# EXERCISE PROMPT
Reproduce the material starting at the line that contains "toad's eye, imagine" and ending at the line that contains "[[49, 42], [74, 70]]", with "largest" changed to "biggest" and nothing else altered. Return only those lines.

# EXTRACTED ENTRIES
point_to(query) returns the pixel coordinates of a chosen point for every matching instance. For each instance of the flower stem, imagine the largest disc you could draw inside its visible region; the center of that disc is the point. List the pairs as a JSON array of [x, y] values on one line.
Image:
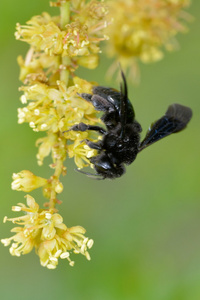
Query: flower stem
[[64, 19]]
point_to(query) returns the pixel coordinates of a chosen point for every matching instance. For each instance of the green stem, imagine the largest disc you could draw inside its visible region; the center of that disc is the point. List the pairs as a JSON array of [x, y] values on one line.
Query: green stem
[[65, 18]]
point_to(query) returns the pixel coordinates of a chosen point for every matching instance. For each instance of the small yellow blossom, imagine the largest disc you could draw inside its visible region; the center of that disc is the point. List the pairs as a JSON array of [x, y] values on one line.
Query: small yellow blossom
[[55, 110], [26, 181], [80, 37], [45, 231]]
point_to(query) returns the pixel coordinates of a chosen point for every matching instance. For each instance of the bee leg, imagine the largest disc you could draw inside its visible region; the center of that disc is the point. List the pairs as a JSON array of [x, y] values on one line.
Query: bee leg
[[85, 96], [92, 145], [83, 127]]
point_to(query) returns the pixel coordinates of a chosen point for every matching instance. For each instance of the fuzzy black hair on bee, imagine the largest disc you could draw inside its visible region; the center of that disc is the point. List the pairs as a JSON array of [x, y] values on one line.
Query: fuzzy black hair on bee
[[120, 142]]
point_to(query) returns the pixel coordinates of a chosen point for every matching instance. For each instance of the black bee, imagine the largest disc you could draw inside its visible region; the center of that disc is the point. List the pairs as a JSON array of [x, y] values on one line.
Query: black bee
[[121, 138]]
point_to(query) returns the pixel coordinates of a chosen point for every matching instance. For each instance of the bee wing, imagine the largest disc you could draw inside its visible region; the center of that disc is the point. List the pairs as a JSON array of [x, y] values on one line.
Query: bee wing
[[175, 119]]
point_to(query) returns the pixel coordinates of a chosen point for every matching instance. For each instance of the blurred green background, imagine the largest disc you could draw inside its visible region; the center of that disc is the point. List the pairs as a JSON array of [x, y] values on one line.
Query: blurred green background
[[146, 225]]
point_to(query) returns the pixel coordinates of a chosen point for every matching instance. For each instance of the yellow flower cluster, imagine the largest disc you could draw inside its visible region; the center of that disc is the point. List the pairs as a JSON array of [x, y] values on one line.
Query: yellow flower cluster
[[141, 28], [45, 231], [58, 45], [79, 38], [56, 109]]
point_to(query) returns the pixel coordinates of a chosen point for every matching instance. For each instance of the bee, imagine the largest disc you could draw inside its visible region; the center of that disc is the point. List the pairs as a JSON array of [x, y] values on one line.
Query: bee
[[120, 141]]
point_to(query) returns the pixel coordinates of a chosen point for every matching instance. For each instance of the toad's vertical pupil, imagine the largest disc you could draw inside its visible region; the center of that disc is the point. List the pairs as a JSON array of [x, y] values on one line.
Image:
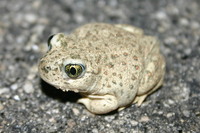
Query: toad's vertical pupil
[[73, 71]]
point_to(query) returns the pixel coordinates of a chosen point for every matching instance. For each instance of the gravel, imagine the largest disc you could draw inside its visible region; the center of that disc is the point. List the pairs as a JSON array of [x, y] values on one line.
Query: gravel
[[29, 105]]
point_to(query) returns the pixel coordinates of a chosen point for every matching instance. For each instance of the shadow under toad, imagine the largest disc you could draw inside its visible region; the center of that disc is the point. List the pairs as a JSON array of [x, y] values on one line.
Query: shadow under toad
[[59, 94]]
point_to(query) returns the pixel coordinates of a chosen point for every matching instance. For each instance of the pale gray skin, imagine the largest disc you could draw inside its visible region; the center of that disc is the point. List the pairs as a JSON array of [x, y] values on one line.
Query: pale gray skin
[[122, 65]]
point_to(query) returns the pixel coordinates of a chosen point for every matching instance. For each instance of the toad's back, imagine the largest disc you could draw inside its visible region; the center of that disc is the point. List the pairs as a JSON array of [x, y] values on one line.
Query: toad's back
[[122, 65]]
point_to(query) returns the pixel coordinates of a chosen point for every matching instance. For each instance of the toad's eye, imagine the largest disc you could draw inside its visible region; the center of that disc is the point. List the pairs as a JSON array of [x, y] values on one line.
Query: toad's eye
[[49, 42], [74, 70]]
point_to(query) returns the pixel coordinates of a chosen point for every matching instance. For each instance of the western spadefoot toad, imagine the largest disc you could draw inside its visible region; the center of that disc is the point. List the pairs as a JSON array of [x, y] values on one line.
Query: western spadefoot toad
[[112, 66]]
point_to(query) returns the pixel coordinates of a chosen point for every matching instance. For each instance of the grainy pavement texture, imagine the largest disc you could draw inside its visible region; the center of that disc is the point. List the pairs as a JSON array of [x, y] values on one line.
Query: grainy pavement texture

# EXERCISE OUTPUT
point_to(query) returns the pixel coordinates of a chosen point for every matching instance. For each instance of the toad's eye, imagine the biggest disc you could draw inside its visible region; the center of that disc is the point. List the pairs as a JSON array of [x, y] values on one line.
Query: toad's eye
[[49, 42], [74, 70]]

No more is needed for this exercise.